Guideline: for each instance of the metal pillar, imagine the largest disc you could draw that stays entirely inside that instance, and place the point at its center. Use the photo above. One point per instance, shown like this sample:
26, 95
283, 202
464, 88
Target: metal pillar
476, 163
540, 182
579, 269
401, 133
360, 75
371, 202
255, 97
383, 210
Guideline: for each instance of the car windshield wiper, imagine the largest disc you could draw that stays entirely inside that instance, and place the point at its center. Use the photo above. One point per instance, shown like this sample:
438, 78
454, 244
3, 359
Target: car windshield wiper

□ □ □ □ □

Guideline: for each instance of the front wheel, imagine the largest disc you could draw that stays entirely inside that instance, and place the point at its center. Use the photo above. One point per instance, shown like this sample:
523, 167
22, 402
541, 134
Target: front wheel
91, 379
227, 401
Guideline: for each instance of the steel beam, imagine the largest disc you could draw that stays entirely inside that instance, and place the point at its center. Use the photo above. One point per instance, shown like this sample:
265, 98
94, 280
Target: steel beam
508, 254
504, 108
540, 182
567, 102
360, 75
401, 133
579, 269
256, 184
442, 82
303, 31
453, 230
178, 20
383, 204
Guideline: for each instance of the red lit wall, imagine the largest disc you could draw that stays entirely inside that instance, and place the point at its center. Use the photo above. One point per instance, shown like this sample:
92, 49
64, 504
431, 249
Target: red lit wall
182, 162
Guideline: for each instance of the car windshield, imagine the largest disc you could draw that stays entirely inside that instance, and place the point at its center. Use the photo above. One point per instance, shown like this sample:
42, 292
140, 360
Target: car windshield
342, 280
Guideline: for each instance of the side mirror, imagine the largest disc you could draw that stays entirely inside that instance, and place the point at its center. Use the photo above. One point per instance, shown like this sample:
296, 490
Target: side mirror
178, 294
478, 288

□ □ □ □ □

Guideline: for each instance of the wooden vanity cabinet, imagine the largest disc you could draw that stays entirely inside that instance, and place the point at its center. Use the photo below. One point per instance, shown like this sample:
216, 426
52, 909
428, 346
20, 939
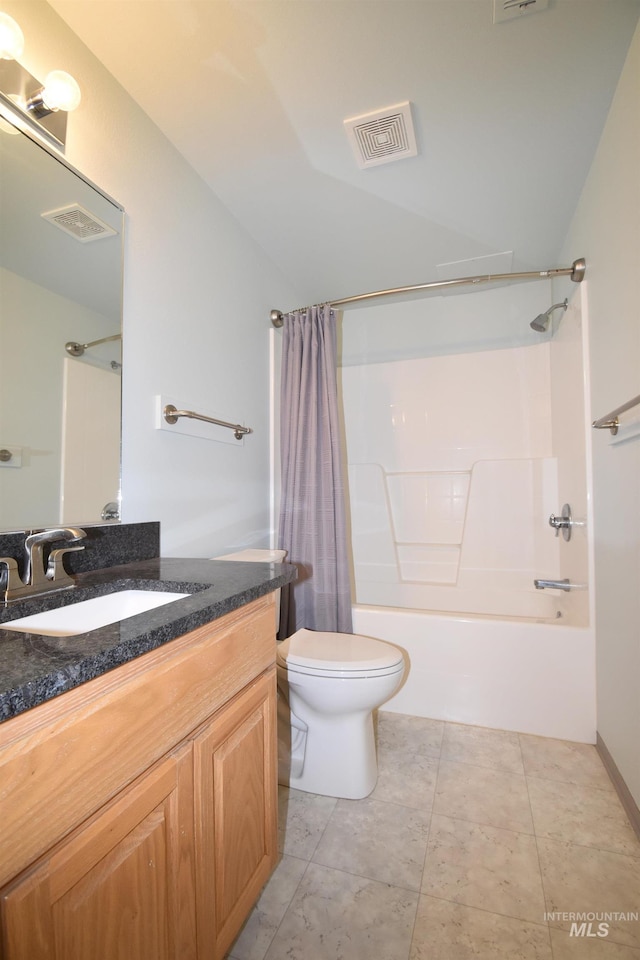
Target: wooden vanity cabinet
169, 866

□ □ □ □ □

Work to complete –
Rewrite the lines starting at the one that contains "Guideline: for each instance of the metal" and ending at the one that contains "Target: car windshield wiper", changing "metal pillar" to "iron post" and keeping everything else the same. Give only those lines.

The reply –
Guideline: for each instance of the iron post, imagine the largest disc you could draw that stays entirely inside that instance, and place the point at its center. Use the photo above. One point per instance, shown like this sample:
26, 95
283, 202
464, 88
Target: iron post
476, 163
540, 182
579, 269
401, 133
360, 75
371, 202
255, 97
383, 210
Guideline: for each instance of the car windshield wiper, imagine the largest disc you could draw that stays entirely inside that instance, and place the point at its center. Use the photo above. One point per instance, shown like this sample:
438, 78
454, 244
3, 359
Target: car windshield wiper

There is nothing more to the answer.